__Problem description__.
Your answer should be an exact copy of every record.

__Phrase grounding data__.
*-*-*
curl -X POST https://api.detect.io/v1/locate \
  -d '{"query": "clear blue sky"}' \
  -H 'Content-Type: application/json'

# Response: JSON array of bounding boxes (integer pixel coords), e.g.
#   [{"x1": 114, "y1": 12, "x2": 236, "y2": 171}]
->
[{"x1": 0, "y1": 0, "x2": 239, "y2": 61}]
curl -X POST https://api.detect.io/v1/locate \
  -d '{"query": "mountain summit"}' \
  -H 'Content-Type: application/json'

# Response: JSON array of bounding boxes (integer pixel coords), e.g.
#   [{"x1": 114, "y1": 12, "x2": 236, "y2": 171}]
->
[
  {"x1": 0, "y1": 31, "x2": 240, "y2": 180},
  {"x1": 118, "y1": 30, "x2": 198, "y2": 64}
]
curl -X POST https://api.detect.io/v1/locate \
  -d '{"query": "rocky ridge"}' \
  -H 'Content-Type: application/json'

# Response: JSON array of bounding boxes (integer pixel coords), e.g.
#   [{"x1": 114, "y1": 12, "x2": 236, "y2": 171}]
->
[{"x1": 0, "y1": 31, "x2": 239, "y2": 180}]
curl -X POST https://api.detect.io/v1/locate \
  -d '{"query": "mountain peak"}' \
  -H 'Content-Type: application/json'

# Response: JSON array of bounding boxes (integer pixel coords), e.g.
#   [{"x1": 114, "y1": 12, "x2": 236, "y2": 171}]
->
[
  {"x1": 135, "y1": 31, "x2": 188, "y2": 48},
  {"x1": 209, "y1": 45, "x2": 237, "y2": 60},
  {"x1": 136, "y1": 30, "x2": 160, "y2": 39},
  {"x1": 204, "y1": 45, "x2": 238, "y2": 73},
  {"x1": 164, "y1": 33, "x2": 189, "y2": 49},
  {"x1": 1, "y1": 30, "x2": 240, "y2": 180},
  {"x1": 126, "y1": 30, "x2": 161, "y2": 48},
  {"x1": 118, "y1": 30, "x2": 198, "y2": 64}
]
*-*-*
__Solution to the problem__.
curl -X POST https://api.detect.io/v1/locate \
  -d '{"query": "clear blue sky"}' \
  -H 'Content-Type: application/json'

# Response: JSON array of bounding boxes (integer pixel coords), e.g.
#   [{"x1": 114, "y1": 12, "x2": 236, "y2": 171}]
->
[{"x1": 0, "y1": 0, "x2": 239, "y2": 61}]
curl -X POST https://api.detect.io/v1/locate \
  -d '{"query": "mountain summit"}' \
  -H 'Content-Type: application/json'

# Response: JSON array of bounding boxes (integer pixel coords), e.g.
#   [{"x1": 114, "y1": 12, "x2": 236, "y2": 171}]
->
[
  {"x1": 0, "y1": 31, "x2": 240, "y2": 180},
  {"x1": 118, "y1": 30, "x2": 198, "y2": 64}
]
curl -X POST https://api.detect.io/v1/locate \
  -d '{"query": "rocky ridge"}' \
  -H 'Content-Type: application/json'

# Response: JSON array of bounding boxes (integer pixel coords), e.g.
#   [{"x1": 114, "y1": 12, "x2": 236, "y2": 171}]
->
[{"x1": 0, "y1": 31, "x2": 239, "y2": 180}]
curl -X POST https://api.detect.io/v1/locate \
  -d '{"query": "mountain peak"}' \
  -H 'Content-Type: application/json'

# Response: JSON array of bounding boxes (integer pixel coords), e.g.
#   [{"x1": 114, "y1": 12, "x2": 236, "y2": 171}]
->
[
  {"x1": 135, "y1": 31, "x2": 188, "y2": 48},
  {"x1": 209, "y1": 45, "x2": 237, "y2": 60},
  {"x1": 136, "y1": 30, "x2": 160, "y2": 39},
  {"x1": 204, "y1": 45, "x2": 238, "y2": 73},
  {"x1": 164, "y1": 33, "x2": 189, "y2": 49},
  {"x1": 1, "y1": 30, "x2": 240, "y2": 180},
  {"x1": 126, "y1": 30, "x2": 161, "y2": 48},
  {"x1": 118, "y1": 30, "x2": 198, "y2": 64}
]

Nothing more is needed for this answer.